++++ SUPPLIED DATA
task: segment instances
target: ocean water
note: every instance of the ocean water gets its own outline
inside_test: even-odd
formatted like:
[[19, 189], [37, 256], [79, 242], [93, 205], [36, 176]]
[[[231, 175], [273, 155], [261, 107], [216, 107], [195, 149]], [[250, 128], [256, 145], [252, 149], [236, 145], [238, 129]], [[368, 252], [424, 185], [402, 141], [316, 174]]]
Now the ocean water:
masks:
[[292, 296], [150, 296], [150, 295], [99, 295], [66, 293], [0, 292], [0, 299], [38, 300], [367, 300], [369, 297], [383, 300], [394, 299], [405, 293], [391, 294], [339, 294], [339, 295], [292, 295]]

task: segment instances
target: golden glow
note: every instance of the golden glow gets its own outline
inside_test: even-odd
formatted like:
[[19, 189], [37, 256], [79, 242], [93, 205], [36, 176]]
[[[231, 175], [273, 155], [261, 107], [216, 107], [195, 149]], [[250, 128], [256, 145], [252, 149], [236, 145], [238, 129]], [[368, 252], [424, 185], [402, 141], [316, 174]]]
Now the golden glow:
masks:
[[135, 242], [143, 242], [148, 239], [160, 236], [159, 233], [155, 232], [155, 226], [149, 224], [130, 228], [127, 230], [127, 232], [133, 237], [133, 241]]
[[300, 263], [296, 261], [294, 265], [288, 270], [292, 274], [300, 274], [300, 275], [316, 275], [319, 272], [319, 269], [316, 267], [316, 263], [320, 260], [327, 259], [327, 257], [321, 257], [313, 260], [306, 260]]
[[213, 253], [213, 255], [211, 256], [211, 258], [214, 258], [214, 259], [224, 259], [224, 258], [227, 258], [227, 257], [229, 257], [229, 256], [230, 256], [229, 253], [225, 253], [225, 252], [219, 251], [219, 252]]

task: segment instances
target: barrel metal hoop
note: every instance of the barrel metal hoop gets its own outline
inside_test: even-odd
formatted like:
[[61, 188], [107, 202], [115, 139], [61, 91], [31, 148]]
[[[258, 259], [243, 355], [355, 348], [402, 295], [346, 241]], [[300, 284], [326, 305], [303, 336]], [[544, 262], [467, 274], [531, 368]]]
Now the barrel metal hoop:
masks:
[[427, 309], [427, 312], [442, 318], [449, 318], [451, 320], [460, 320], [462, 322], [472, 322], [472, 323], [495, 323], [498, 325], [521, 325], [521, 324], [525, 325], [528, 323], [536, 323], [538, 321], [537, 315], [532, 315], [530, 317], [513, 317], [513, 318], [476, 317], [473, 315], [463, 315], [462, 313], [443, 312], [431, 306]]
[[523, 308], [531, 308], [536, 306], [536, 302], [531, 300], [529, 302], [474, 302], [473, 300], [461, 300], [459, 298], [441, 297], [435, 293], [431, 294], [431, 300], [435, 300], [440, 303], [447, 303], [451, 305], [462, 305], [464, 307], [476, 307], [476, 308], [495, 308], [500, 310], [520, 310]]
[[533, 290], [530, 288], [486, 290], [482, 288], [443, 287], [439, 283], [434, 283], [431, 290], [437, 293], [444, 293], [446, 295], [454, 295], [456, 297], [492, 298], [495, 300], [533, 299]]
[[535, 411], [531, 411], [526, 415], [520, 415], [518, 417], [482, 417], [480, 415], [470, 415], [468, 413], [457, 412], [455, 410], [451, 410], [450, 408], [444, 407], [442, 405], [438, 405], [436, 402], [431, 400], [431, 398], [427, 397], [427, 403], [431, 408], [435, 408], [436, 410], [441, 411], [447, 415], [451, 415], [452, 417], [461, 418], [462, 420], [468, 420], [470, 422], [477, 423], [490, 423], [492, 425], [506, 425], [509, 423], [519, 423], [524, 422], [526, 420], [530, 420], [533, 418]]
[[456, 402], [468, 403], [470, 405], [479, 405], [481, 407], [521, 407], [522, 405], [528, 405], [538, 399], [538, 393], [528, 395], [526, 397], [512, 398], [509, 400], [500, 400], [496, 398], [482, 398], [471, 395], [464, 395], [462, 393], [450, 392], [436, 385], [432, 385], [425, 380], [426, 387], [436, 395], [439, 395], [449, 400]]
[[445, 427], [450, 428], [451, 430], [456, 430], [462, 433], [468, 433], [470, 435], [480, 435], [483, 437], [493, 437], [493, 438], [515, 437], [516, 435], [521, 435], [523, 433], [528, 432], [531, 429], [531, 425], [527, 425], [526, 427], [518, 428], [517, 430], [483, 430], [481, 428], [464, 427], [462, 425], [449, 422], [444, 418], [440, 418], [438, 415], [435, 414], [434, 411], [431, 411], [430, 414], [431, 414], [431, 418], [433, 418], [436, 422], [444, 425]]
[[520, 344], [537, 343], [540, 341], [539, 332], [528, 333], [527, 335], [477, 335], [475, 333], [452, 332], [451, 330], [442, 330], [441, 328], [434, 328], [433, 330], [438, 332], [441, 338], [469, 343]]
++++++++
WHAT YOU HAVE TO DO:
Copy out the material word for word and line for line.

RESPONSE BELOW:
task: segment instances
target: ocean water
note: every instance of the ocean water gets its own outline
inside_test: even-odd
formatted like:
[[19, 189], [37, 256], [79, 242], [93, 205], [36, 176]]
[[[231, 175], [273, 155], [261, 107], [216, 107], [195, 149]], [[250, 128], [256, 145], [252, 149], [236, 145], [238, 129]], [[368, 252], [424, 185], [402, 141], [316, 174]]]
Now the ocean water:
masks:
[[292, 296], [150, 296], [150, 295], [99, 295], [66, 293], [0, 292], [0, 299], [38, 300], [367, 300], [369, 297], [383, 300], [394, 299], [405, 293], [391, 294], [339, 294], [339, 295], [292, 295]]

task: segment instances
target: golden glow
note: every instance of the golden glow gets its own outline
inside_test: even-odd
formatted like:
[[19, 189], [37, 256], [79, 242], [93, 205], [36, 176]]
[[[231, 175], [273, 155], [261, 107], [216, 107], [195, 149]], [[250, 128], [256, 145], [252, 149], [236, 145], [238, 129]], [[368, 252], [424, 185], [402, 141], [316, 174]]]
Now the golden glow:
masks:
[[135, 242], [143, 242], [148, 239], [160, 236], [159, 233], [155, 232], [155, 226], [149, 224], [130, 228], [127, 230], [127, 232], [133, 237], [133, 241]]
[[300, 263], [296, 261], [294, 265], [288, 270], [292, 274], [300, 274], [300, 275], [316, 275], [319, 272], [319, 269], [316, 267], [316, 263], [320, 260], [327, 259], [327, 257], [321, 257], [313, 260], [306, 260]]
[[213, 253], [213, 255], [211, 256], [211, 258], [214, 258], [214, 259], [224, 259], [224, 258], [227, 258], [227, 257], [229, 257], [229, 256], [230, 256], [229, 253], [225, 253], [225, 252], [219, 251], [219, 252]]

task: segment instances
target: barrel metal hoop
note: every instance of the barrel metal hoop gets its own outline
inside_test: even-odd
formatted like:
[[61, 188], [107, 202], [115, 139], [61, 91], [31, 148]]
[[[258, 259], [243, 355], [355, 348], [402, 295], [346, 241]], [[300, 284], [326, 305], [303, 336]], [[544, 262], [467, 274], [531, 368]]]
Now the barrel metal hoop:
masks:
[[427, 309], [427, 312], [442, 318], [449, 318], [451, 320], [460, 320], [462, 322], [472, 322], [472, 323], [495, 323], [498, 325], [521, 325], [521, 324], [525, 325], [528, 323], [536, 323], [538, 321], [537, 315], [532, 315], [530, 317], [513, 317], [513, 318], [476, 317], [473, 315], [463, 315], [462, 313], [443, 312], [431, 306]]
[[523, 308], [531, 308], [536, 306], [536, 302], [531, 300], [529, 302], [474, 302], [473, 300], [461, 300], [459, 298], [441, 297], [435, 293], [431, 294], [431, 300], [435, 300], [440, 303], [447, 303], [451, 305], [462, 305], [464, 307], [476, 307], [476, 308], [495, 308], [500, 310], [520, 310]]
[[533, 290], [530, 288], [486, 290], [482, 288], [443, 287], [439, 283], [434, 283], [431, 290], [437, 293], [444, 293], [446, 295], [454, 295], [456, 297], [492, 298], [495, 300], [533, 299]]
[[535, 411], [531, 411], [526, 415], [520, 415], [518, 417], [482, 417], [480, 415], [470, 415], [468, 413], [457, 412], [455, 410], [451, 410], [450, 408], [444, 407], [442, 405], [438, 405], [436, 402], [431, 400], [431, 398], [427, 397], [427, 403], [431, 408], [435, 408], [436, 410], [441, 411], [447, 415], [451, 415], [452, 417], [461, 418], [462, 420], [468, 420], [470, 422], [477, 423], [490, 423], [492, 425], [506, 425], [509, 423], [519, 423], [524, 422], [526, 420], [530, 420], [533, 418]]
[[456, 402], [468, 403], [470, 405], [479, 405], [481, 407], [521, 407], [522, 405], [528, 405], [538, 399], [538, 393], [528, 395], [526, 397], [512, 398], [509, 400], [500, 400], [496, 398], [482, 398], [471, 395], [464, 395], [462, 393], [450, 392], [436, 385], [432, 385], [425, 380], [426, 387], [436, 395], [439, 395], [449, 400]]
[[445, 427], [450, 428], [451, 430], [456, 430], [462, 433], [468, 433], [470, 435], [480, 435], [483, 437], [493, 437], [493, 438], [515, 437], [516, 435], [521, 435], [523, 433], [528, 432], [531, 429], [531, 425], [527, 425], [526, 427], [518, 428], [517, 430], [483, 430], [481, 428], [464, 427], [462, 425], [449, 422], [444, 418], [440, 418], [438, 415], [435, 414], [434, 411], [431, 411], [430, 414], [431, 414], [431, 418], [433, 418], [436, 422], [444, 425]]
[[520, 344], [537, 343], [540, 341], [539, 332], [528, 333], [527, 335], [477, 335], [475, 333], [452, 332], [451, 330], [442, 330], [441, 328], [434, 328], [433, 330], [438, 332], [441, 338], [469, 343]]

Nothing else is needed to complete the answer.